= Beginning of Section =

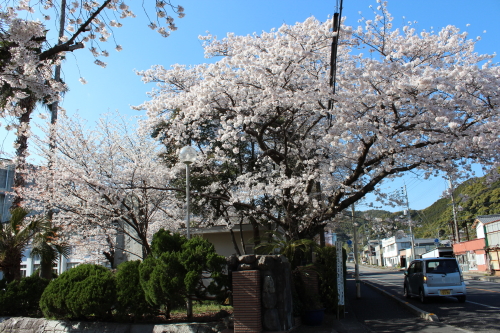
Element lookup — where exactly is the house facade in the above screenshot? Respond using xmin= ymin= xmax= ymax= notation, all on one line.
xmin=0 ymin=159 xmax=14 ymax=222
xmin=381 ymin=236 xmax=438 ymax=267
xmin=481 ymin=216 xmax=500 ymax=274
xmin=363 ymin=240 xmax=380 ymax=265
xmin=189 ymin=224 xmax=266 ymax=257
xmin=382 ymin=236 xmax=412 ymax=267
xmin=453 ymin=214 xmax=500 ymax=273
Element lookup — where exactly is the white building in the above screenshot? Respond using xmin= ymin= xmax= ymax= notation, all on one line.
xmin=0 ymin=159 xmax=14 ymax=222
xmin=382 ymin=236 xmax=412 ymax=267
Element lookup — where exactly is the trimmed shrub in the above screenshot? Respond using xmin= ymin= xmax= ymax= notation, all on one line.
xmin=139 ymin=229 xmax=229 ymax=318
xmin=140 ymin=248 xmax=188 ymax=318
xmin=39 ymin=264 xmax=116 ymax=320
xmin=0 ymin=275 xmax=49 ymax=316
xmin=315 ymin=245 xmax=346 ymax=312
xmin=115 ymin=260 xmax=158 ymax=320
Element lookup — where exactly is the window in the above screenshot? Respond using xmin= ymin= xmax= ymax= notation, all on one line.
xmin=0 ymin=193 xmax=5 ymax=222
xmin=0 ymin=169 xmax=7 ymax=189
xmin=426 ymin=259 xmax=458 ymax=274
xmin=20 ymin=264 xmax=27 ymax=278
xmin=66 ymin=262 xmax=79 ymax=270
xmin=414 ymin=261 xmax=422 ymax=273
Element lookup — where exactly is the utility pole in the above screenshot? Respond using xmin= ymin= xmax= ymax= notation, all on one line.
xmin=352 ymin=204 xmax=361 ymax=298
xmin=448 ymin=178 xmax=460 ymax=243
xmin=403 ymin=185 xmax=416 ymax=264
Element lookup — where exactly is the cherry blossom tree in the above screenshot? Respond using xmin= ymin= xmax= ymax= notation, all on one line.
xmin=136 ymin=2 xmax=500 ymax=240
xmin=23 ymin=113 xmax=183 ymax=262
xmin=0 ymin=0 xmax=184 ymax=207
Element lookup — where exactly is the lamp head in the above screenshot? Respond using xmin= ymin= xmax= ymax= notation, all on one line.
xmin=179 ymin=146 xmax=197 ymax=164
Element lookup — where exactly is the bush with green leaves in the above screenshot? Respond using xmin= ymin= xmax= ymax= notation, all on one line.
xmin=115 ymin=260 xmax=158 ymax=320
xmin=39 ymin=264 xmax=116 ymax=320
xmin=139 ymin=229 xmax=228 ymax=318
xmin=315 ymin=245 xmax=346 ymax=312
xmin=255 ymin=231 xmax=317 ymax=269
xmin=0 ymin=275 xmax=49 ymax=316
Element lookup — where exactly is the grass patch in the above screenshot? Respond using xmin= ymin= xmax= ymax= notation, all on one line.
xmin=170 ymin=301 xmax=233 ymax=315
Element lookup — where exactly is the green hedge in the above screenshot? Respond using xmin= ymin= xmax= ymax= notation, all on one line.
xmin=39 ymin=264 xmax=116 ymax=320
xmin=0 ymin=275 xmax=49 ymax=317
xmin=115 ymin=260 xmax=158 ymax=320
xmin=315 ymin=245 xmax=346 ymax=312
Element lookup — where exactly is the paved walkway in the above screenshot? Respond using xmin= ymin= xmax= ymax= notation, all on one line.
xmin=462 ymin=270 xmax=500 ymax=283
xmin=286 ymin=265 xmax=500 ymax=333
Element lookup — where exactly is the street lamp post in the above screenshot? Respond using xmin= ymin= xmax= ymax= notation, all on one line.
xmin=179 ymin=146 xmax=197 ymax=239
xmin=179 ymin=145 xmax=197 ymax=319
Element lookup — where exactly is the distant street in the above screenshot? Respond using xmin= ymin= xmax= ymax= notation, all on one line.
xmin=346 ymin=263 xmax=500 ymax=332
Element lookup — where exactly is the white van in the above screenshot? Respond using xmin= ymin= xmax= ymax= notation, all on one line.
xmin=403 ymin=257 xmax=467 ymax=303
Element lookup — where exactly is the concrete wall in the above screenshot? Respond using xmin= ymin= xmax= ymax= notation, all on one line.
xmin=196 ymin=229 xmax=256 ymax=258
xmin=453 ymin=238 xmax=487 ymax=272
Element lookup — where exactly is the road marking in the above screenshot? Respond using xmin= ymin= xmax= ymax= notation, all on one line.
xmin=466 ymin=300 xmax=500 ymax=310
xmin=369 ymin=278 xmax=400 ymax=287
xmin=442 ymin=324 xmax=477 ymax=333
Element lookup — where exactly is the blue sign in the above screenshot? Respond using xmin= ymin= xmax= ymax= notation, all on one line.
xmin=434 ymin=238 xmax=439 ymax=243
xmin=347 ymin=239 xmax=353 ymax=246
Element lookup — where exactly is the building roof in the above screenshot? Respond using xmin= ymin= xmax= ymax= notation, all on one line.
xmin=183 ymin=223 xmax=268 ymax=235
xmin=477 ymin=215 xmax=500 ymax=224
xmin=472 ymin=215 xmax=500 ymax=228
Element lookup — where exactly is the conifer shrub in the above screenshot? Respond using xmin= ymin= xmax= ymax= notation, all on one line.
xmin=39 ymin=264 xmax=116 ymax=320
xmin=139 ymin=229 xmax=229 ymax=318
xmin=115 ymin=260 xmax=158 ymax=320
xmin=0 ymin=275 xmax=49 ymax=316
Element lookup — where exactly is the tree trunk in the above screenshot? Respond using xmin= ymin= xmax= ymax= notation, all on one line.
xmin=2 ymin=251 xmax=23 ymax=282
xmin=240 ymin=219 xmax=247 ymax=255
xmin=229 ymin=228 xmax=242 ymax=256
xmin=39 ymin=260 xmax=54 ymax=280
xmin=11 ymin=96 xmax=37 ymax=209
xmin=249 ymin=216 xmax=261 ymax=246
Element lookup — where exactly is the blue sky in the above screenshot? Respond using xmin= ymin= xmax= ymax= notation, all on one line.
xmin=1 ymin=0 xmax=499 ymax=212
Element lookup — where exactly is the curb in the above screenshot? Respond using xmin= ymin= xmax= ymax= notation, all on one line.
xmin=463 ymin=275 xmax=500 ymax=283
xmin=361 ymin=280 xmax=439 ymax=322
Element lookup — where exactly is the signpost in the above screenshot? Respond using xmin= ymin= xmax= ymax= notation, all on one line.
xmin=336 ymin=240 xmax=345 ymax=318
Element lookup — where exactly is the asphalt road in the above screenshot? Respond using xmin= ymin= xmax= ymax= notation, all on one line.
xmin=349 ymin=263 xmax=500 ymax=333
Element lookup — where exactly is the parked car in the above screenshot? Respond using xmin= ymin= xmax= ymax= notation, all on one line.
xmin=403 ymin=257 xmax=466 ymax=303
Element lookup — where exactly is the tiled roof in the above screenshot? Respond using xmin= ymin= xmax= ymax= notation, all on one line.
xmin=476 ymin=215 xmax=500 ymax=225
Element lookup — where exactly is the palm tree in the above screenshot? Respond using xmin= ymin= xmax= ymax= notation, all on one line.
xmin=254 ymin=231 xmax=317 ymax=269
xmin=0 ymin=208 xmax=40 ymax=282
xmin=0 ymin=207 xmax=69 ymax=282
xmin=30 ymin=221 xmax=70 ymax=280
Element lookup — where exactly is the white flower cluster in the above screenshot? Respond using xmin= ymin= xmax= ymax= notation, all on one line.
xmin=135 ymin=2 xmax=500 ymax=239
xmin=0 ymin=12 xmax=64 ymax=122
xmin=22 ymin=112 xmax=182 ymax=260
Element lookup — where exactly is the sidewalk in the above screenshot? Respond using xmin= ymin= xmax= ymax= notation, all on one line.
xmin=462 ymin=270 xmax=500 ymax=283
xmin=291 ymin=312 xmax=371 ymax=333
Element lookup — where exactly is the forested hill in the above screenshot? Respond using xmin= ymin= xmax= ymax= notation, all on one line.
xmin=414 ymin=172 xmax=500 ymax=239
xmin=335 ymin=172 xmax=500 ymax=242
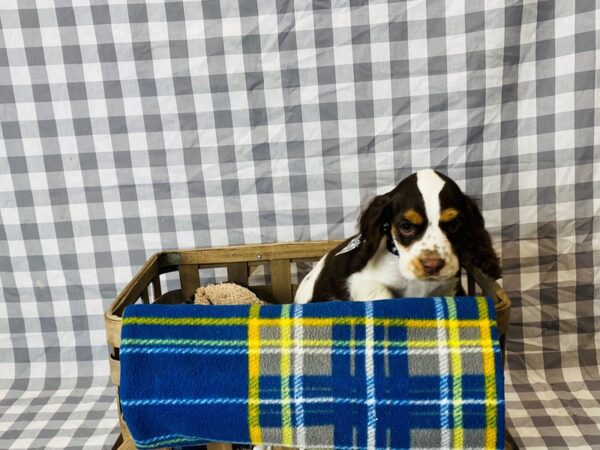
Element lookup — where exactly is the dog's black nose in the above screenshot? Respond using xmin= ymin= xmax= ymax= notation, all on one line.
xmin=420 ymin=257 xmax=445 ymax=275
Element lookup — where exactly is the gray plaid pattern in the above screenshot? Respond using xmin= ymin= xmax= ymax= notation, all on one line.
xmin=0 ymin=1 xmax=598 ymax=449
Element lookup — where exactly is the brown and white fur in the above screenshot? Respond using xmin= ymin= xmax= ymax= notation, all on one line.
xmin=295 ymin=169 xmax=500 ymax=304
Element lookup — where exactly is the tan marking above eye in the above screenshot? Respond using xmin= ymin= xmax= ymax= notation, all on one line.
xmin=439 ymin=208 xmax=459 ymax=222
xmin=403 ymin=209 xmax=424 ymax=225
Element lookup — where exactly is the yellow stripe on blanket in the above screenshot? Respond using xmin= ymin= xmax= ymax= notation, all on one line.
xmin=447 ymin=298 xmax=464 ymax=447
xmin=477 ymin=296 xmax=497 ymax=449
xmin=280 ymin=305 xmax=293 ymax=445
xmin=248 ymin=304 xmax=262 ymax=443
xmin=123 ymin=316 xmax=495 ymax=329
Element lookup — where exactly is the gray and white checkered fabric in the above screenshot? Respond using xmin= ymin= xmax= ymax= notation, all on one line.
xmin=0 ymin=1 xmax=598 ymax=449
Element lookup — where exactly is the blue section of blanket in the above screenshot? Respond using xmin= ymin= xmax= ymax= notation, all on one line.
xmin=119 ymin=297 xmax=505 ymax=449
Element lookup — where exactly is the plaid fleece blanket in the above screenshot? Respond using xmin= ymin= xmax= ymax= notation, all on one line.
xmin=120 ymin=297 xmax=504 ymax=449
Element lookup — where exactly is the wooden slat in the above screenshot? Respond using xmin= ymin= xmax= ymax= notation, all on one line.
xmin=140 ymin=287 xmax=149 ymax=304
xmin=105 ymin=312 xmax=123 ymax=349
xmin=173 ymin=240 xmax=342 ymax=265
xmin=226 ymin=262 xmax=249 ymax=285
xmin=207 ymin=444 xmax=233 ymax=450
xmin=163 ymin=262 xmax=249 ymax=272
xmin=178 ymin=264 xmax=200 ymax=300
xmin=271 ymin=259 xmax=293 ymax=304
xmin=152 ymin=276 xmax=162 ymax=300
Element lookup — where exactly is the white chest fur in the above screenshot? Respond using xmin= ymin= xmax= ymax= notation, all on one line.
xmin=346 ymin=240 xmax=407 ymax=300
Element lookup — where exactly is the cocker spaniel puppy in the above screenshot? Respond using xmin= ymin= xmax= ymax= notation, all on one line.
xmin=295 ymin=169 xmax=500 ymax=303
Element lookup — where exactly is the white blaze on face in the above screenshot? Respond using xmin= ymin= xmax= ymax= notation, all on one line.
xmin=417 ymin=169 xmax=445 ymax=225
xmin=396 ymin=169 xmax=459 ymax=280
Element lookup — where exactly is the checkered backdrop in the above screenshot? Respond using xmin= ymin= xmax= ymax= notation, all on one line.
xmin=0 ymin=1 xmax=598 ymax=449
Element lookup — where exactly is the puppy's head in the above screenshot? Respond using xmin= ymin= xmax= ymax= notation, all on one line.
xmin=358 ymin=169 xmax=501 ymax=281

= End of Section =

EXERCISE> Copy out the lines above, from the one holding "Element lookup — where exactly is the white chest" through the final line, with no other lines.

EXERCISE ANSWER>
Element lookup — where exactly is the white chest fur in the above screenshot? Respond using xmin= ymin= xmax= ymax= notation, all on one line.
xmin=346 ymin=240 xmax=407 ymax=300
Element lookup — where exactly is the cocker spaniel puppy in the above screenshot? Respond using xmin= ymin= xmax= ymax= notation, all on one line.
xmin=295 ymin=169 xmax=500 ymax=303
Element lookup — where exactly is the white blaze on face in the above screenshot? Respond using xmin= ymin= xmax= ymax= notation, all on one line.
xmin=417 ymin=169 xmax=445 ymax=225
xmin=396 ymin=169 xmax=459 ymax=280
Element lookup — where exactly is the checkered backdrop in the above screenshot? Respond using xmin= ymin= xmax= ymax= notation, all on one line.
xmin=0 ymin=1 xmax=598 ymax=449
Element lookup — where exactly is the puppy's head in the above screenshot? Respond using xmin= ymin= xmax= ymax= notation, all on one line.
xmin=358 ymin=169 xmax=501 ymax=281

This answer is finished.